Re: [go-cd] Re: GOCD AWS ECS Elastic Agent allocation is falling

Chad Wilson Mon, 09 Dec 2024 07:30:38 -0800

This problem should be fixed now with the new plugin version here (or a
later release)
https://github.com/gocd/gocd-ecs-elastic-agent/releases/tag/v8.0.0-775


Validated with Amazon Linux 2023 / Docker 25.0.6 via
al2023-ami-ecs-hvm-2023.0.20241115-kernel-6.1-x86_64 (and the arm64
version).

-Chad

On Wed, Sep 4, 2024 at 4:16 PM Chad Wilson <[email protected]> wrote:

> With some trial and error, seems these are us-east-1 AMIs. The last one
> you shared is indeed too new - this wont work. (2024-08-21).
>
> {
>   "body": {
>     "VirtualizationType": "hvm",
>     "Description": "Amazon Linux AMI 2.0.20240821 x86_64 ECS HVM GP2",
>     "Hypervisor": "xen",
>     "ImageOwnerAlias": "amazon",
>     "EnaSupport": true,
>     "SriovNetSupport": "simple",
>     "ImageId": "ami-0a5f593ecaa0f722d",
>     "State": "available",
>     "BlockDeviceMappings": [
>       {
>         "DeviceName": "/dev/xvda",
>         "Ebs": {
>           "DeleteOnTermination": true,
>           "SnapshotId": "snap-0dc7b37b7792952a7",
>           "VolumeSize": 30,
>           "VolumeType": "gp2",
>           "Encrypted": false
>         }
>       }
>     ],
>     "Architecture": "x86_64",
>     "ImageLocation": "amazon/amzn2-ami-ecs-hvm-2.0.20240821-x86_64-ebs",
>     "RootDeviceType": "ebs",
>     "OwnerId": "591542846629",
>     "RootDeviceName": "/dev/xvda",
>     "CreationDate": "2024-08-22T20:53:11.000Z",
>     "Public": true,
>     "ImageType": "machine",
>     "Name": "amzn2-ami-ecs-hvm-2.0.20240821-x86_64-ebs"
>   }
> }
>
>
> The earlier one you shared is this one: (2024-02-01)

Material provided:
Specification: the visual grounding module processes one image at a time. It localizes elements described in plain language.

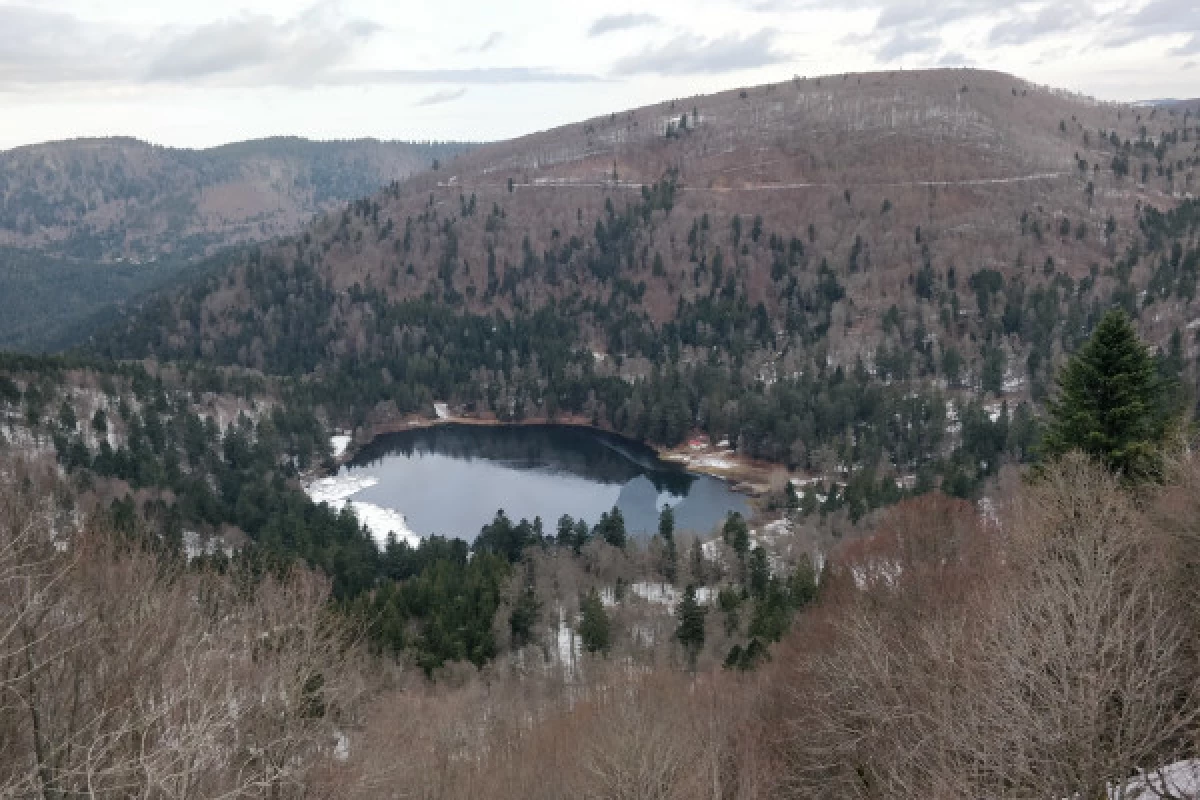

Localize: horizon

Exercise aim: In the forum thread, why does Chad Wilson say the last AMI that was shared won't work? The data has no connection to the forum thread.

Result of the exercise: He says it is too new. It is the Amazon Linux AMI 2.0.20240821 ECS image, dated 2024-08-21.